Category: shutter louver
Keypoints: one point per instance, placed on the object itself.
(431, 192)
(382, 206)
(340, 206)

────────────────

### Tarea requerida
Expresa todos estos registros como un CSV de dos columnas, "solicitud" y "respuesta", con una fila por cada solicitud. Pon el texto y su respuesta cada uno en un campo entre comillas, cambiando los saltos de línea por espacios.

### Respuesta escrita
solicitud,respuesta
"Category: shutter louver Keypoints: one point per instance, placed on the object itself.","(431, 192) (382, 206) (340, 206)"